#### Provided text:
The interbreeding between the Celtic branch of new-age music and progressive rock is the bridge that defines this album’s infrastructure. You’ll find the load-bearers being guitars – many of them. You’ll find an electric guitar, acoustic guitar, 12-string guitar, and a classical guitar (plus a mandolin if you wanna count them), all played by Oldfield as usual. Wanna know something else? They love being played on top of one another, they border on being heavily reliant on each other. Even then, their synchronicity runs into issues here and there because of a common trait from Oldfield’s playing everything trope: a keenness to make things fall out of time here and there the moment they’re piled together. In some instances on Tubular Bells, it borders on being criminal. In this album, it’s around the same rate, and you’ll be able to notice from just the first two minutes or so of the first part. The ground of an Oldfield unfettered germinates sloppiness.


The choirs and other vocal elements within this album are one of the utmost pertinent suppliers of that sweet new-age atmosphere that gets you a slight touch elevated rather than high as Snoop’s fingernail, and they are present from the very first seconds of this album. Just in case you were at too much risk of being immersed, there’s a synth that is so painfully out of place the momentum had to be restarted. The second time it comes around, it’s a bit more redeemable given the electric guitar debuts in this album through hunting down a chemistry with this keyboard. Both are at an awkward position until they really up the ante with a touch more fuzz and echo that brings their intensity to exactly where it needs to be. 


After that breaks away and we see some fun scale work that’s to be expected only from 70s prog, we find a jagged guitar way over in the back probably off two nights full of bumping reggae and our biggest nemesis (as well as the archnemesis of an Oldfield composition’s immersion), drums in a concrete pattern. The hard percussions in this album provide an anchor of shit that hooks this album down into the dirt rather than into the sky it calls outwards to incessantly. Thankfully, the timpani doesn’t provide that kind of detriment.

#### Data lines:
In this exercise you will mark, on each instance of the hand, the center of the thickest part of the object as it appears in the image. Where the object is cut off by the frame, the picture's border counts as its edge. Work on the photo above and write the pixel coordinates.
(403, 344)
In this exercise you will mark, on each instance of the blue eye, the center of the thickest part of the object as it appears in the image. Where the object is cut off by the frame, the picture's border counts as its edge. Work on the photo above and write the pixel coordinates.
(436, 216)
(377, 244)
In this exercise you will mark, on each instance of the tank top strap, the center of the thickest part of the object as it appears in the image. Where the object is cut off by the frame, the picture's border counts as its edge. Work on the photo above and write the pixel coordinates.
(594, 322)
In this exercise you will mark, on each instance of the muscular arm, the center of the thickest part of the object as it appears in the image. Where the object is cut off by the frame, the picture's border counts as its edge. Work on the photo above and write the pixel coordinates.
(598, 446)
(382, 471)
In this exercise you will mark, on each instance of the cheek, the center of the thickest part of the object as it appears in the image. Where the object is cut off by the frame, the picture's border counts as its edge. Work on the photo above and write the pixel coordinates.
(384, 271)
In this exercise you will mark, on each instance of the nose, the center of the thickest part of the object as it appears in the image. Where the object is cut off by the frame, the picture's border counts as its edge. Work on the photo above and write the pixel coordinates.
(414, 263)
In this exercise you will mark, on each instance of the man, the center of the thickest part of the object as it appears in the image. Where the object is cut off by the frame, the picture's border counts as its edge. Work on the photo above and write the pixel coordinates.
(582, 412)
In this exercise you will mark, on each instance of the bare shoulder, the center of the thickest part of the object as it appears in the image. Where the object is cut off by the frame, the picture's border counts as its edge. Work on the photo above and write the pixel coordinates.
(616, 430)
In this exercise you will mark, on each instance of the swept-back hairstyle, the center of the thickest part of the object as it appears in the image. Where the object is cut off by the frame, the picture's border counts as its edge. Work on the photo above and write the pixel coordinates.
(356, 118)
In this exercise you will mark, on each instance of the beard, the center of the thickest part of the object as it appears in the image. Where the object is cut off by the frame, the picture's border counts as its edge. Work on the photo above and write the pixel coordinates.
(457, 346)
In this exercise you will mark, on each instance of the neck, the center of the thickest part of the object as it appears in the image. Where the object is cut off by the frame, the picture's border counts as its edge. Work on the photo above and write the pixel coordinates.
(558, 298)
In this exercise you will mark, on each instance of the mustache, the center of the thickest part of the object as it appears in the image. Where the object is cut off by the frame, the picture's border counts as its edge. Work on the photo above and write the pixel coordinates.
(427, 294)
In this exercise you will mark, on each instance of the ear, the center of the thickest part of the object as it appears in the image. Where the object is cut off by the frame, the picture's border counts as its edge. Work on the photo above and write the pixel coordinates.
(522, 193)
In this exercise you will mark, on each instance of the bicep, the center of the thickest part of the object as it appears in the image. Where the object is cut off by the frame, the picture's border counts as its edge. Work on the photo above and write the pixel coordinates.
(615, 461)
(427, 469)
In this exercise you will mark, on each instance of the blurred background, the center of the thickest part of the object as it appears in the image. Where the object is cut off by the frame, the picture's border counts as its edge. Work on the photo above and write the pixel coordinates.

#### Challenge 1:
Return the passage of the album review starting with "The choirs and" and going on through "needs to be.".
#### Challenge 2:
According to the album review, which percussion instrument does not drag the album down the way the hard percussion does?

#### Correct result 1:
The choirs and other vocal elements within this album are one of the utmost pertinent suppliers of that sweet new-age atmosphere that gets you a slight touch elevated rather than high as Snoop’s fingernail, and they are present from the very first seconds of this album. Just in case you were at too much risk of being immersed, there’s a synth that is so painfully out of place the momentum had to be restarted. The second time it comes around, it’s a bit more redeemable given the electric guitar debuts in this album through hunting down a chemistry with this keyboard. Both are at an awkward position until they really up the ante with a touch more fuzz and echo that brings their intensity to exactly where it needs to be.

#### Correct result 2:
The timpani.